___ DATA FOR THE TASK
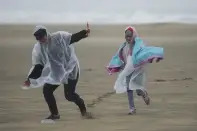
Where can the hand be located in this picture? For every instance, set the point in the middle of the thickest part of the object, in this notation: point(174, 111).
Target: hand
point(26, 83)
point(88, 29)
point(158, 59)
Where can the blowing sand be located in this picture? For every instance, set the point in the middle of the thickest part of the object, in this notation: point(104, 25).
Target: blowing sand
point(171, 83)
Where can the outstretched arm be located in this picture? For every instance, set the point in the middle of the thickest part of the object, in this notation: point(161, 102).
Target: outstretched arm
point(80, 35)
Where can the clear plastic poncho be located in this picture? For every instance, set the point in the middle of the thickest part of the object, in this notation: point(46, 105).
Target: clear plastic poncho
point(58, 58)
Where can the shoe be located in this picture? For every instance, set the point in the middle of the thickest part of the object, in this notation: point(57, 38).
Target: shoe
point(132, 112)
point(87, 115)
point(146, 98)
point(53, 117)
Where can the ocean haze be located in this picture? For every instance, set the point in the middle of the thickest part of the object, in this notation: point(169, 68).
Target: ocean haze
point(94, 11)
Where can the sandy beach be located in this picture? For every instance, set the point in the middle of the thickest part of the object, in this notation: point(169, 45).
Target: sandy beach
point(172, 83)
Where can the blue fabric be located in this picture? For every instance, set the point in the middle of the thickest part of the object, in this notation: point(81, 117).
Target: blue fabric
point(141, 54)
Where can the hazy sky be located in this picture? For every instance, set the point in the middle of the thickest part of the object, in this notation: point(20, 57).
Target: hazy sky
point(33, 11)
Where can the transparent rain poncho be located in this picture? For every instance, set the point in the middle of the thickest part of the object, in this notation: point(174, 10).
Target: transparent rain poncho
point(58, 58)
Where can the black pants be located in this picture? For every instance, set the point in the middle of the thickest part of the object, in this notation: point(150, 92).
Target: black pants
point(70, 95)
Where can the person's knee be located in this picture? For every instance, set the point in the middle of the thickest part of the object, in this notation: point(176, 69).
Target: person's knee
point(47, 91)
point(71, 97)
point(139, 92)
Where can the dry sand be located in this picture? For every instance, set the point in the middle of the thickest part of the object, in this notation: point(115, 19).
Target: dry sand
point(171, 83)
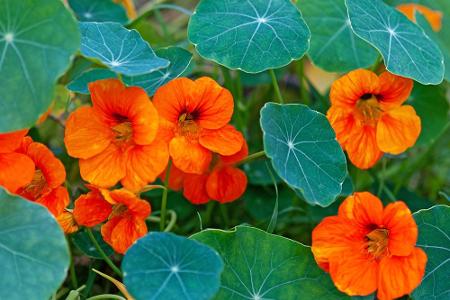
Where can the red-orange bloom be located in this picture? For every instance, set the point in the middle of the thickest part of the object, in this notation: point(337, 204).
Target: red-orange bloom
point(198, 113)
point(367, 247)
point(117, 138)
point(433, 17)
point(368, 116)
point(223, 183)
point(125, 212)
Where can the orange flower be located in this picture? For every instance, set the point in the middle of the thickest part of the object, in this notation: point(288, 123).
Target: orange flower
point(433, 17)
point(116, 139)
point(125, 212)
point(224, 183)
point(367, 248)
point(197, 113)
point(45, 187)
point(16, 169)
point(368, 116)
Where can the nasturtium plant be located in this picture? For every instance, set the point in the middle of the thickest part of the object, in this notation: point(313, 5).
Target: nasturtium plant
point(166, 266)
point(252, 36)
point(35, 37)
point(304, 151)
point(33, 250)
point(434, 231)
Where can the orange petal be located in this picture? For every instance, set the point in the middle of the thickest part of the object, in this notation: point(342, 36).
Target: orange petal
point(16, 170)
point(400, 275)
point(394, 90)
point(86, 134)
point(347, 90)
point(362, 147)
point(91, 209)
point(9, 142)
point(105, 169)
point(55, 201)
point(189, 156)
point(398, 129)
point(226, 184)
point(225, 141)
point(195, 188)
point(402, 228)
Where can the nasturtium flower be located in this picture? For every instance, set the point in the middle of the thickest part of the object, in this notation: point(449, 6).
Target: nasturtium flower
point(197, 114)
point(117, 138)
point(223, 182)
point(433, 17)
point(123, 211)
point(368, 116)
point(367, 247)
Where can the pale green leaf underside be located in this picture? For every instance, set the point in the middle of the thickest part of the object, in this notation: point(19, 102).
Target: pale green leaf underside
point(33, 251)
point(250, 35)
point(166, 266)
point(37, 40)
point(434, 238)
point(304, 151)
point(259, 265)
point(122, 50)
point(334, 46)
point(405, 48)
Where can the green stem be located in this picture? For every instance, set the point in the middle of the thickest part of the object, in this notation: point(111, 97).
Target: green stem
point(276, 86)
point(103, 254)
point(162, 223)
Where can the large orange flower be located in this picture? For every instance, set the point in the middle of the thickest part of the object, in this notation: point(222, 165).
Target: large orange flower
point(368, 116)
point(367, 248)
point(223, 183)
point(433, 17)
point(125, 212)
point(116, 139)
point(198, 113)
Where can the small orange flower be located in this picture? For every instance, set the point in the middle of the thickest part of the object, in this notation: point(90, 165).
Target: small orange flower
point(125, 212)
point(433, 17)
point(198, 113)
point(367, 248)
point(224, 183)
point(117, 138)
point(368, 116)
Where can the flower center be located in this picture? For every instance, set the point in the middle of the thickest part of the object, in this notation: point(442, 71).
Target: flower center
point(377, 242)
point(368, 108)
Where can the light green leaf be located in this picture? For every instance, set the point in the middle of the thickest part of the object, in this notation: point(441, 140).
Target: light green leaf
point(407, 51)
point(334, 46)
point(250, 35)
point(98, 11)
point(166, 266)
point(122, 50)
point(180, 60)
point(304, 151)
point(259, 265)
point(37, 40)
point(33, 251)
point(434, 238)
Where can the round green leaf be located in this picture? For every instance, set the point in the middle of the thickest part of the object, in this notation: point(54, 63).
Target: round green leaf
point(407, 51)
point(122, 50)
point(166, 266)
point(37, 40)
point(431, 105)
point(304, 151)
point(250, 35)
point(80, 84)
point(98, 11)
point(334, 46)
point(259, 265)
point(434, 238)
point(33, 251)
point(179, 58)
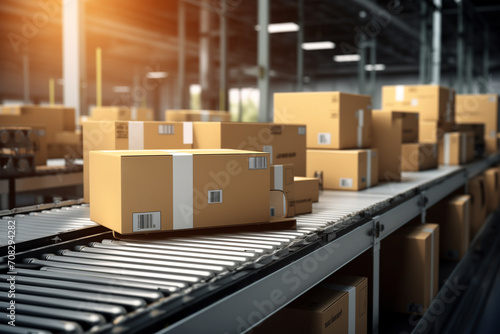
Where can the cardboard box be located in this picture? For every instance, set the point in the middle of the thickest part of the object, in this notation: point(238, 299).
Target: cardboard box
point(334, 120)
point(419, 156)
point(282, 179)
point(478, 209)
point(453, 216)
point(457, 148)
point(343, 169)
point(285, 143)
point(150, 191)
point(110, 113)
point(409, 268)
point(492, 176)
point(115, 135)
point(387, 139)
point(480, 108)
point(318, 311)
point(197, 116)
point(357, 289)
point(432, 102)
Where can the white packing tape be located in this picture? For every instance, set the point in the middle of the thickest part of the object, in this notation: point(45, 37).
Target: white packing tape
point(351, 291)
point(135, 135)
point(182, 164)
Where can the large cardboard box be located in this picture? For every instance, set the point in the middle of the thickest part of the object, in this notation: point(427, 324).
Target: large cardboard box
point(357, 289)
point(116, 135)
point(387, 139)
point(409, 268)
point(282, 179)
point(285, 143)
point(456, 148)
point(419, 156)
point(152, 191)
point(478, 209)
point(334, 120)
point(318, 311)
point(344, 169)
point(453, 216)
point(480, 108)
point(197, 116)
point(492, 176)
point(432, 102)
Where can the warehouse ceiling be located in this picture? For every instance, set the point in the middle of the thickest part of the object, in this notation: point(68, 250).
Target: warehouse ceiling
point(137, 37)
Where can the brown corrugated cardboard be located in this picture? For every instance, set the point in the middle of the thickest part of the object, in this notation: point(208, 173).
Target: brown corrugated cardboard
point(456, 148)
point(387, 139)
point(480, 108)
point(492, 176)
point(334, 120)
point(357, 289)
point(150, 191)
point(409, 268)
point(343, 169)
point(282, 179)
point(285, 143)
point(419, 156)
point(432, 102)
point(478, 209)
point(318, 311)
point(197, 116)
point(116, 135)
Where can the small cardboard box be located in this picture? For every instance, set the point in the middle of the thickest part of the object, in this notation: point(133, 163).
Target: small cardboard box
point(492, 176)
point(153, 191)
point(318, 311)
point(387, 139)
point(285, 143)
point(478, 209)
point(453, 216)
point(116, 135)
point(419, 156)
point(343, 169)
point(456, 148)
point(197, 116)
point(409, 268)
point(110, 113)
point(432, 102)
point(357, 289)
point(334, 120)
point(282, 179)
point(480, 108)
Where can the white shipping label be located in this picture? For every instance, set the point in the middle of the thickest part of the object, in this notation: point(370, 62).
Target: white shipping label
point(345, 182)
point(324, 138)
point(146, 221)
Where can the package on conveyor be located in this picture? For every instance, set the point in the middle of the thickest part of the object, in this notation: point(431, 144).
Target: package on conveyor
point(343, 169)
point(334, 120)
point(148, 191)
point(409, 268)
point(285, 143)
point(480, 108)
point(131, 135)
point(175, 115)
______
## TO BE DONE
Put the lines of the records into a Markdown table with the columns Row and Line Text, starting with the line containing "Where can the white shipping" and going on through the line containing "point(146, 221)". Number each row and leave out any blank lines.

## RESULT OF THIS TASK
| Row | Line Text |
|---|---|
| 1 | Where can the white shipping label be located in this picture? For every instance, set the point in the middle of the thickest part of the object, in this notation: point(370, 62). |
| 2 | Target: white shipping label |
| 3 | point(345, 182) |
| 4 | point(324, 138) |
| 5 | point(146, 221) |